REQUIRED TASKS:
a – Update the Huffman lab passage: begin at the words "You should implement" and stop after "Doxygen for decode().", with "mergeQueue" in place of "singleQueue".
b – For each statement about the Huffman lab, say yes or no, and quote the words that decide it: (i) The character 'f' has the binary code 100. (ii) removeSmallest() should be implemented after buildTree(). (iii) When building internal nodes, the right child should have the smallest frequency.
c – In the Huffman lab, which text is used as the example for building a Huffman tree that holds the whole alphabet?

SELECTED EXTRACT:
⁂
Step 2: Taking one character at a time from our message, traverse the Huffman tree to find the leaf node for that character. The binary code for the character is the string of 0’s and 1’s in the path from the root to the leaf node for that character. For example: ‘f’ has the binary code: 100

So our message “feed me more food” becomes 10000000111111010011110111001000111100110110011

Efficiency of Huffman Encoding

Notice that in our Huffman tree, the more frequent a character is, the closer it is to the root, and as a result the shorter its binary code is. Can you see how this will result in compressing the encoded text?

From Binary Code to Text

We can also decode strings of 0’s and 1’s into text using our Huffman tree. What word does the code 01000011 translate to?

What About the Rest of the Alphabet?

Notice that in our example above, the Huffman tree that we built does not have all the alphabet’s letters; so while we can encode our message and some other words like “door” or “deer”, it won’t help us if we need to send a message containing a letter that’s not in the tree. For our Huffman encoding to be applicable in the real world we need to build a huffman tree that contains all the letters of the alphabet; which means instead of using “feed me more food” to build our tree, we should use a text document that contains all letters of the alphabet to build our Huffman tree. As a fun example, here is the Huffman tree that results when we use the text of the Declaration of Independence to build it.

Checking Out Your Code

To check out your files for this lab, run the following from your cs225 directory:

svn up
cd lab_huffman
make data

This will create a new folder in your working directory called lab_huffman and grab the data text files we will be dealing with.

Here is the Doxygen generated list of files and their uses.

Implement buildTree() and removeSmallest()

Your first task will be to implement the buildTree() function on a HuffmanTree. This function builds a HuffmanTree based on a collection of sorted Frequency objects. Please see the Doxygen for buildTree() for details on the algorithm. You also will probably want to consult the list of constructors for TreeNodes.

You should implement removeSmallest() first as it will help you in writing buildTree()!

Tie Breaking

To facilitate grading, make sure that when building internal nodes, the left child has the smallest frequency.

In removeSmallest(), break ties by taking the front of the singleQueue!

Implement decode()

Your next task will be using an existing HuffmanTree to decode a given binary file. You should start at the root and traverse the tree using the description given in the Doxygen. Here is the Doxygen for decode().

You will probably find the Doxygen for BinaryFileReader useful here.
⁂
LISTED RECORDS:
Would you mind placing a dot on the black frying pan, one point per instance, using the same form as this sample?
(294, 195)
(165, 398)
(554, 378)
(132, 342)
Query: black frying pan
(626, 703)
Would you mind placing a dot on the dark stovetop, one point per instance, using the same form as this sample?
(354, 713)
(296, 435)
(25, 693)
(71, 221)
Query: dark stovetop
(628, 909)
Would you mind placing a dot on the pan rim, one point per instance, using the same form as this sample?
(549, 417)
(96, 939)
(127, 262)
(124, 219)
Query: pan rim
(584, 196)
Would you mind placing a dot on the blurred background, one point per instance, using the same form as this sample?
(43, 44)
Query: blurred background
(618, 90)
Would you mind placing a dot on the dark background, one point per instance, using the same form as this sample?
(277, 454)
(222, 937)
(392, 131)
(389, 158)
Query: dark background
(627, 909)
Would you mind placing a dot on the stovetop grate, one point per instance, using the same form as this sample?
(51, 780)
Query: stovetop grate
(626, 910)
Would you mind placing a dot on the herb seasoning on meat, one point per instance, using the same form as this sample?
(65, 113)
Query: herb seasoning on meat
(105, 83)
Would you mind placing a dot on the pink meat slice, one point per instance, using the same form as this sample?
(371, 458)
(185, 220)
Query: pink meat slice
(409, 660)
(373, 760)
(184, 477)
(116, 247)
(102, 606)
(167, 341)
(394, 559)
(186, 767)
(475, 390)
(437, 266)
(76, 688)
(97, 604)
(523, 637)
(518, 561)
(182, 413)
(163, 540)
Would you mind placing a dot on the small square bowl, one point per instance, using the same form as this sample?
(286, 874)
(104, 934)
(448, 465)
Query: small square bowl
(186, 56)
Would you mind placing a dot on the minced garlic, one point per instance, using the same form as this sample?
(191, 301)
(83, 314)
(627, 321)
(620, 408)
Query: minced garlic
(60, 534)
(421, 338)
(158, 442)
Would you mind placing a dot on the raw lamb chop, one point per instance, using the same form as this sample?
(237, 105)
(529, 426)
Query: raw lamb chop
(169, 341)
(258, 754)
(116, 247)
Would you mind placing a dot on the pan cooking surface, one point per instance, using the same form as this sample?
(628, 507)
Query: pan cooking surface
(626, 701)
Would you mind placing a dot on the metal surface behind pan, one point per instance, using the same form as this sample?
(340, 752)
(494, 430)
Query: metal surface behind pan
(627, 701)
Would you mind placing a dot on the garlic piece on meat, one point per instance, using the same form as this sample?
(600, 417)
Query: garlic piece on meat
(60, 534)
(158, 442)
⁂
RESPONSES IN ORDER:
a –
You should implement removeSmallest() first as it will help you in writing buildTree()!

Tie Breaking

To facilitate grading, make sure that when building internal nodes, the left child has the smallest frequency.

In removeSmallest(), break ties by taking the front of the mergeQueue!

Implement decode()

Your next task will be using an existing HuffmanTree to decode a given binary file. You should start at the root and traverse the tree using the description given in the Doxygen. Here is the Doxygen for decode().

b –
(i) Yes: "‘f’ has the binary code: 100"
(ii) No: "You should implement removeSmallest() first as it will help you in writing buildTree()!"
(iii) No: "make sure that when building internal nodes, the left child has the smallest frequency."

c – The text of the Declaration of Independence.